──────── SOURCE TEXT

There are three problems in your question that I think need to be addressed before it can be meaningfully answered.

  • The specification $n=50$ appears out of nowhere at the end; you had neither introduced a variable $n$ for the number of tosses, nor indicated that it should be considered as a parameter and not fixed.

  • You don't specify the probabilities for coins $A$ and $B$ to be used for any of the $5$ sets of tosses. Perhaps you're assuming that they're selected with equal probabilities as in the tutorial you'd asked about in an earlier question.

  • You introduce $x$ and $z$ as vectors of five variables each recording the number of heads and the coin used, respectively, in the $i$-th set. Then you write that each $y_i=(x,z)$. That doesn't make any sense. There's a free index $i$ on the left-hand side but not on the right-hand side; but even if we drop the index and assume that you meant $y=(x,z)$, it still doesn't make any sense, since there's a vector of $50$ individual tosses on the left and a vector of aggregated data containing a total of $10$ entries on the right.

[Edit in response to the edit in the question]

The question is still unclear on all three points.

────────────────
──────── RAW RECORDS

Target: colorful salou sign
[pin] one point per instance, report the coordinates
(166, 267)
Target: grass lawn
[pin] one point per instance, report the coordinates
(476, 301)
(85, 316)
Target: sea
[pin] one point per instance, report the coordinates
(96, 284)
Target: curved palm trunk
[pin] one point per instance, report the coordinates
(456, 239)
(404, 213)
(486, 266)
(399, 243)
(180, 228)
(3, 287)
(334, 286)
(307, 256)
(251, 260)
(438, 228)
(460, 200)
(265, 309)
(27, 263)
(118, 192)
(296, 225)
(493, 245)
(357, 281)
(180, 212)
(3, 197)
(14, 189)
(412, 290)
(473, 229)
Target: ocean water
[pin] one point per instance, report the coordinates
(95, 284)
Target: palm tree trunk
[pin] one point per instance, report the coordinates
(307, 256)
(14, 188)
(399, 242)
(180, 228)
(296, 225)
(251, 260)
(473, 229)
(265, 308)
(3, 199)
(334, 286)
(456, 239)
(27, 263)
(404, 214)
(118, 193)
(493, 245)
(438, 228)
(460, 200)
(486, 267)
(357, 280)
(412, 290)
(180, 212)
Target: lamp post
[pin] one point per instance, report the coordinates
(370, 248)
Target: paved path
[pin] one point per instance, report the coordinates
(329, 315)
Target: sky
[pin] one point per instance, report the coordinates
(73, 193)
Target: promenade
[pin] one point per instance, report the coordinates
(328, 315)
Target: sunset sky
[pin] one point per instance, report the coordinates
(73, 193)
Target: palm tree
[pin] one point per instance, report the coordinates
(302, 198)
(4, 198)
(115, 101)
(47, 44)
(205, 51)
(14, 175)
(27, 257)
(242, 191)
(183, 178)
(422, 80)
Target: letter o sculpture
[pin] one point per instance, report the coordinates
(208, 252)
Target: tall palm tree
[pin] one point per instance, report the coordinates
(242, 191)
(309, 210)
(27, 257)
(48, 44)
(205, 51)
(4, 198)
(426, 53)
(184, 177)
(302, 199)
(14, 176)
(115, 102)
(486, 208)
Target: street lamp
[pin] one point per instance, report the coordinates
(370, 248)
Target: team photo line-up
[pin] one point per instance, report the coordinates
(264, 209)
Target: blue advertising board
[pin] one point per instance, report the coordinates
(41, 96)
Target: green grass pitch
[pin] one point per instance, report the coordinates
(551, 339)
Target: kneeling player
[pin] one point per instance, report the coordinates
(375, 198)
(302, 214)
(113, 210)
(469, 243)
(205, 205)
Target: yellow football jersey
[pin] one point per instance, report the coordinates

────────────────

**REQUIRED ACTIONS:**
(1) Starting at the line in the entries that contains "Target: green grass pitch" and ending with the last of the entries, rewrite those lines, swapping "kneeling player" for "seated player" and changing nothing else.
(2) Supply the next part of the reply about the coin-toss question, beginning after its final sentence.

**THE RESPONSES:**
(1)
Target: green grass pitch
[pin] one point per instance, report the coordinates
(551, 339)
Target: seated player
[pin] one point per instance, report the coordinates
(375, 198)
(302, 214)
(113, 210)
(469, 243)
(205, 205)
Target: yellow football jersey
[pin] one point per instance, report the coordinates

(2)
  • You've now introduced $n=50$ before using it, but it's still not clear what it's doing in the condition part of a conditional probability. This would seem to indicate that you're considering other possible values of $n$ and the value of $n$ is determined randomly; that seems to be inconsistent with the rest of your description, which assumed $n$ fixed all along.
  • I only understand "each coin is selected with equal probability" by consulting the other questions and the tutorial; to make the question self-contained, you'd need to specify that this choice is made once per set of $10$ tosses.
  • The relationship between $y$ and $(x,z)$ isn't any clearer than before. $f(x,z|\theta)$ cannot be the PDF for $y$ because $x$ and $z$ contain less information than $y$; the results for sets of $10$ tosses each are aggregated in $x$, whereas they aren't aggregated in $y$.

[Edit in response to the second edit:]

It's now slightly less difficult to guess what you're trying to get at, but your notation still needs considerable work. You don't explain the meaning of the additional indices $j$ and $k$, and I get the impression that what you in fact mean is $y_i=(x_i,z_i)$. (Also note that the $y_i$ are now defined quite differently from the version in the original question; it would help to either delete the old definition or introduce a new symbol for this new quantity instead.)

You still haven't addresses what the $n=10$ is doing in the condition part of a conditional probability – nothing else in the entire post suggests that this is an unknown parameter or a random variable.

Also, $50!$ in the numerator of your function $f$ should be $10$, and you've swapped the probabilities $\theta$ and $1-\theta$ of success and failure.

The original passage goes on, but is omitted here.